==== Information provided ====

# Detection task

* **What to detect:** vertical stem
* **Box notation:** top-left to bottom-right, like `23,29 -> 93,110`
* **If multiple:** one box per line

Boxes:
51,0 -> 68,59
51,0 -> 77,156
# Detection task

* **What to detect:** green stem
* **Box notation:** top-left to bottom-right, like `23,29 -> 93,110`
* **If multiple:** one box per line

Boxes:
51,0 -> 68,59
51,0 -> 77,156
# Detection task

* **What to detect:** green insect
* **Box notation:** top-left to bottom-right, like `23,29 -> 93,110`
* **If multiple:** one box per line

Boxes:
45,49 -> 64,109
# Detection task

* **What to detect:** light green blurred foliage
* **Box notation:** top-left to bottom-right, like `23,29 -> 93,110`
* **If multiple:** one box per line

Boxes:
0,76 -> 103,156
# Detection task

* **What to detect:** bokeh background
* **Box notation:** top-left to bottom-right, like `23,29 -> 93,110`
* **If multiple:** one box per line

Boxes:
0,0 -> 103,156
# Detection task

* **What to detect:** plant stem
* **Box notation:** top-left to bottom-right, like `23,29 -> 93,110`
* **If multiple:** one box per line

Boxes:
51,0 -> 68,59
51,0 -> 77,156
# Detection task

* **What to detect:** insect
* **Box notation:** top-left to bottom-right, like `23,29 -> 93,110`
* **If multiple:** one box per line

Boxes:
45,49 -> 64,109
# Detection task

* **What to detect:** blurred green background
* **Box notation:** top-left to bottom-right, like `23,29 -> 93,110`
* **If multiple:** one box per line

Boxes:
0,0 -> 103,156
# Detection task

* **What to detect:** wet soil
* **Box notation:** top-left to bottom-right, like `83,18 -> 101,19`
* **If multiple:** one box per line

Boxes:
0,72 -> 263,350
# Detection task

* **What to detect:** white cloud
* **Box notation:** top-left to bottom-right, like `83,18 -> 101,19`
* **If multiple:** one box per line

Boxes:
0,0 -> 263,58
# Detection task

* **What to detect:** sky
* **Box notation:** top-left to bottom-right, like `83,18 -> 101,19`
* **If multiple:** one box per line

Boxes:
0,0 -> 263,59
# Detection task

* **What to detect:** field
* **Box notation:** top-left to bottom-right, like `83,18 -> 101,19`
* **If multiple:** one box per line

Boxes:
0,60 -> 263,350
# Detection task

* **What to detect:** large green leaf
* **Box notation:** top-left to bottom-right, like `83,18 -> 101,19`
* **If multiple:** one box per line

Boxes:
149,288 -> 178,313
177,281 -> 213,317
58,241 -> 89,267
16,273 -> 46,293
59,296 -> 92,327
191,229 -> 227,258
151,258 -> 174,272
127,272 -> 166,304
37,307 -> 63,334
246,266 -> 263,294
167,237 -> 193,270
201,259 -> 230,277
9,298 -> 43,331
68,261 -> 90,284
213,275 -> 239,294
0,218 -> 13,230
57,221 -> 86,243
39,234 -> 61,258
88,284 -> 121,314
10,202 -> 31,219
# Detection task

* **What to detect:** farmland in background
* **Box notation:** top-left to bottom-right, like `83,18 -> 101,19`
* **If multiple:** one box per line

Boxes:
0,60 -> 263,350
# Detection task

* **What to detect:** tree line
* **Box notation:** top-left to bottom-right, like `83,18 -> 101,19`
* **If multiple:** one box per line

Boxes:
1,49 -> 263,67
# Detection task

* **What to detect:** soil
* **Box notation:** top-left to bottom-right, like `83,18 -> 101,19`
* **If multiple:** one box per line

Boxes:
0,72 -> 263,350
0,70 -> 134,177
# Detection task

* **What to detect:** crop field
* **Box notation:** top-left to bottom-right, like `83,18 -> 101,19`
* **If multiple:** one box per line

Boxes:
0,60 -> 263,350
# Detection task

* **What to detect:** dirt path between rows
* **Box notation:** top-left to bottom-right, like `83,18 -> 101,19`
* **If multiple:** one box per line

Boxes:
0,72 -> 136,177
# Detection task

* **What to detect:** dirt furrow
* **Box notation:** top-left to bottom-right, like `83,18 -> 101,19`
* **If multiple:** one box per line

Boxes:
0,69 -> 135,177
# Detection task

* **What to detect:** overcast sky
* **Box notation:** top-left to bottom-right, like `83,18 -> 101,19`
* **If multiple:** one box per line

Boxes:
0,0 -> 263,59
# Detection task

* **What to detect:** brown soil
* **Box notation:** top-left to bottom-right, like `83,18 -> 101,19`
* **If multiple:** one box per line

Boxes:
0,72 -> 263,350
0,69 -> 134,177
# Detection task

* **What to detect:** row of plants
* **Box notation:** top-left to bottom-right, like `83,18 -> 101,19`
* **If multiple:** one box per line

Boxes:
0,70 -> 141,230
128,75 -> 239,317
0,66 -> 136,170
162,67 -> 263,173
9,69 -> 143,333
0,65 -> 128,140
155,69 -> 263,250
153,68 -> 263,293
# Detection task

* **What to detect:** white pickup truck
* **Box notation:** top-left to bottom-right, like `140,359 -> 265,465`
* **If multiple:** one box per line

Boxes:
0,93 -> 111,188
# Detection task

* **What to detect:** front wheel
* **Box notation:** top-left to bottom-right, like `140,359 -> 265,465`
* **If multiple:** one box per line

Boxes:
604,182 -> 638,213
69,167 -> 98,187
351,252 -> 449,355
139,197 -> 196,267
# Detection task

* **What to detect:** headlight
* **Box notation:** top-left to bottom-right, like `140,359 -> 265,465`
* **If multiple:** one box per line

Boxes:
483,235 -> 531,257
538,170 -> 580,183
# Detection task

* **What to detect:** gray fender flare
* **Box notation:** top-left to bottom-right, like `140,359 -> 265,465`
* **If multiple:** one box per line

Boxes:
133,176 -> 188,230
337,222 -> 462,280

====

→ **Problem description**
Convert the listing above into a numbered list with one line per item, dropping the blank lines.

→ **Answer below**
1. # Detection task
2. * **What to detect:** vertical stem
3. * **Box notation:** top-left to bottom-right, like `23,29 -> 93,110`
4. * **If multiple:** one box per line
5. Boxes:
6. 51,0 -> 68,59
7. 51,0 -> 77,156
8. # Detection task
9. * **What to detect:** green stem
10. * **Box notation:** top-left to bottom-right, like `23,29 -> 93,110`
11. * **If multiple:** one box per line
12. Boxes:
13. 51,0 -> 68,59
14. 51,0 -> 77,156
15. # Detection task
16. * **What to detect:** green insect
17. * **Box notation:** top-left to bottom-right, like `23,29 -> 93,110`
18. * **If multiple:** one box per line
19. Boxes:
20. 45,49 -> 64,109
21. # Detection task
22. * **What to detect:** light green blurred foliage
23. * **Box notation:** top-left to bottom-right, like `23,29 -> 93,110`
24. * **If multiple:** one box per line
25. Boxes:
26. 0,76 -> 103,156
27. # Detection task
28. * **What to detect:** bokeh background
29. * **Box notation:** top-left to bottom-right, like `23,29 -> 93,110`
30. * **If multiple:** one box per line
31. Boxes:
32. 0,0 -> 103,156
33. # Detection task
34. * **What to detect:** plant stem
35. * **Box notation:** top-left to bottom-right, like `23,29 -> 93,110`
36. * **If multiple:** one box per line
37. Boxes:
38. 51,0 -> 68,59
39. 51,0 -> 77,156
40. # Detection task
41. * **What to detect:** insect
42. * **Box notation:** top-left to bottom-right, like `23,29 -> 93,110`
43. * **If multiple:** one box per line
44. Boxes:
45. 45,49 -> 64,109
46. # Detection task
47. * **What to detect:** blurred green background
48. * **Box notation:** top-left to bottom-right, like `23,29 -> 93,110`
49. * **If multiple:** one box per line
50. Boxes:
51. 0,0 -> 103,156
52. # Detection task
53. * **What to detect:** wet soil
54. * **Box notation:** top-left to bottom-right, like `83,18 -> 101,19`
55. * **If multiple:** one box per line
56. Boxes:
57. 0,72 -> 263,350
58. # Detection task
59. * **What to detect:** white cloud
60. * **Box notation:** top-left to bottom-right, like `83,18 -> 101,19`
61. * **If multiple:** one box per line
62. Boxes:
63. 0,0 -> 263,58
64. # Detection task
65. * **What to detect:** sky
66. * **Box notation:** top-left to bottom-right, like `83,18 -> 101,19`
67. * **If multiple:** one box per line
68. Boxes:
69. 0,0 -> 263,59
70. # Detection task
71. * **What to detect:** field
72. * **Box notation:** top-left to bottom-right, like `83,18 -> 101,19`
73. * **If multiple:** one box per line
74. Boxes:
75. 0,60 -> 263,350
76. # Detection task
77. * **What to detect:** large green leaf
78. * **Box notation:** top-left to bottom-right, like `83,18 -> 101,19`
79. * **If multiple:** one box per line
80. Boxes:
81. 149,288 -> 178,313
82. 177,281 -> 213,317
83. 58,241 -> 89,267
84. 16,273 -> 46,293
85. 59,296 -> 92,327
86. 191,229 -> 227,258
87. 151,258 -> 174,272
88. 127,272 -> 166,304
89. 37,307 -> 63,334
90. 246,266 -> 263,294
91. 167,237 -> 193,270
92. 201,259 -> 230,277
93. 9,298 -> 43,331
94. 68,261 -> 90,284
95. 213,275 -> 239,294
96. 0,218 -> 13,230
97. 57,221 -> 86,243
98. 39,234 -> 61,258
99. 88,284 -> 121,314
100. 10,202 -> 31,219
101. # Detection task
102. * **What to detect:** farmland in background
103. * **Box notation:** top-left to bottom-right, like `83,18 -> 101,19`
104. * **If multiple:** one box per line
105. Boxes:
106. 0,60 -> 263,350
107. # Detection task
108. * **What to detect:** tree line
109. * **Box notation:** top-left to bottom-right, like `83,18 -> 101,19`
110. * **If multiple:** one box per line
111. Boxes:
112. 1,49 -> 263,67
113. # Detection task
114. * **What to detect:** soil
115. * **Box notation:** top-left to bottom-right, like `83,18 -> 101,19`
116. * **If multiple:** one box per line
117. Boxes:
118. 0,72 -> 263,350
119. 0,70 -> 134,177
120. # Detection task
121. * **What to detect:** crop field
122. * **Box notation:** top-left to bottom-right, like `83,18 -> 101,19`
123. * **If multiple:** one box per line
124. Boxes:
125. 0,60 -> 263,350
126. # Detection task
127. * **What to detect:** dirt path between rows
128. * **Box notation:** top-left to bottom-right, like `83,18 -> 101,19`
129. * **If multiple:** one box per line
130. Boxes:
131. 0,72 -> 136,177
132. # Detection task
133. * **What to detect:** dirt furrow
134. * **Box notation:** top-left to bottom-right, like `83,18 -> 101,19`
135. * **If multiple:** one box per line
136. Boxes:
137. 0,69 -> 135,177
138. # Detection task
139. * **What to detect:** overcast sky
140. * **Box notation:** top-left to bottom-right, like `83,18 -> 101,19`
141. * **If multiple:** one box per line
142. Boxes:
143. 0,0 -> 263,59
144. # Detection task
145. * **What to detect:** brown soil
146. * **Box notation:** top-left to bottom-right, like `83,18 -> 101,19`
147. * **If multiple:** one box per line
148. Boxes:
149. 0,72 -> 263,350
150. 0,69 -> 134,177
151. # Detection task
152. * **What to detect:** row of plants
153. * **Box notation:** top-left to bottom-right, like `83,18 -> 101,19`
154. * **If multiple:** one box per line
155. Boxes:
156. 0,70 -> 141,230
157. 128,75 -> 239,317
158. 0,66 -> 136,170
159. 162,67 -> 263,173
160. 9,69 -> 143,333
161. 0,65 -> 128,140
162. 155,69 -> 263,250
163. 153,68 -> 263,293
164. # Detection task
165. * **What to detect:** white pickup truck
166. * **Box notation:** top-left to bottom-right, like `140,359 -> 265,465`
167. * **If multiple:** one box per line
168. Boxes:
169. 0,93 -> 111,188
170. # Detection task
171. * **What to detect:** front wheel
172. * **Box notation:** top-left to bottom-right, like `140,359 -> 265,465`
173. * **If multiple:** one box per line
174. Boxes:
175. 604,182 -> 638,213
176. 69,167 -> 98,187
177. 351,252 -> 449,355
178. 139,197 -> 196,267
179. # Detection task
180. * **What to detect:** headlight
181. * **Box notation:** top-left to bottom-right, like `140,359 -> 265,465`
182. * **If multiple:** one box per line
183. Boxes:
184. 483,235 -> 531,257
185. 538,170 -> 580,183
186. # Detection task
187. * **What to detect:** gray fender flare
188. * **Box notation:** top-left to bottom-right, like `140,359 -> 265,465`
189. * **If multiple:** one box per line
190. Boxes:
191. 133,176 -> 188,230
192. 337,222 -> 462,280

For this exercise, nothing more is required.